Work instructions >> In the Kafka connector page below, what four things does the connector's high-throughput streaming come with support for?

Kafka Connector
Kafka Connector
The NPipeline.Connectors.Kafka package provides specialized source and sink nodes for working with Apache Kafka. This allows you to easily integrate Kafka message streams into your pipelines as an input source or an output destination.
This connector uses the robust Confluent.Kafka library, providing high-throughput streaming with support for Avro and Protocol Buffer serialization formats, Schema Registry integration, flexible delivery semantics, and comprehensive error handling.
Installation
To use the Kafka connector, install the NPipeline.Connectors.Kafka NuGet package:
dotnet add package NPipeline.Connectors.Kafka
For the core NPipeline package and other available extensions, see the Installation Guide.
Configuration
The Kafka connector uses a KafkaConfiguration object to configure both source and sink nodes. This centralized configuration simplifies setup and ensures consistency across your pipeline.

Dataset extract >>
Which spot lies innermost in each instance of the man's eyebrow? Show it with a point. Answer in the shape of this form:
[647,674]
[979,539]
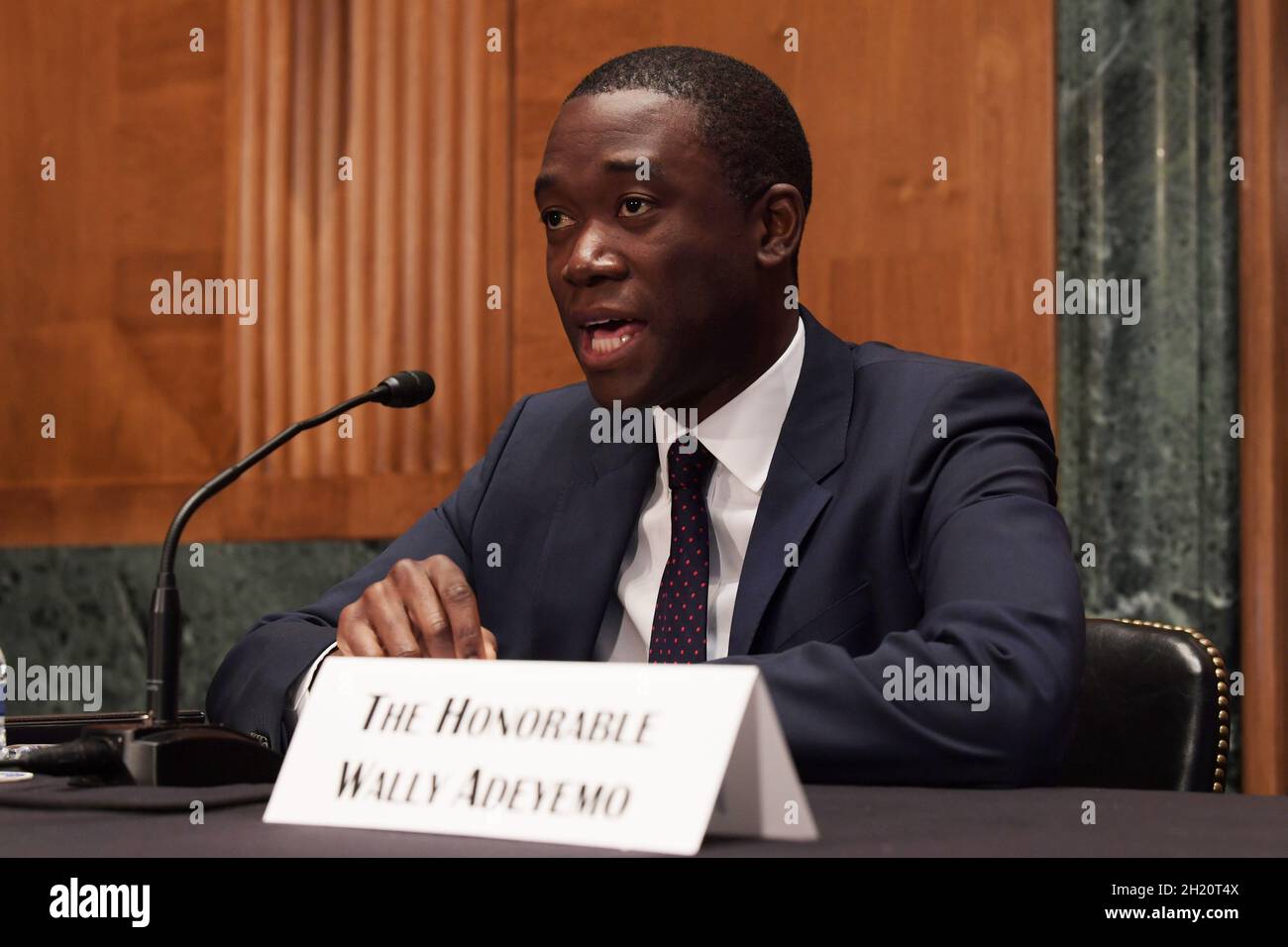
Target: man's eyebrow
[613,165]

The result >>
- Avro and Protocol Buffer serialization formats
- Schema Registry integration
- flexible delivery semantics
- comprehensive error handling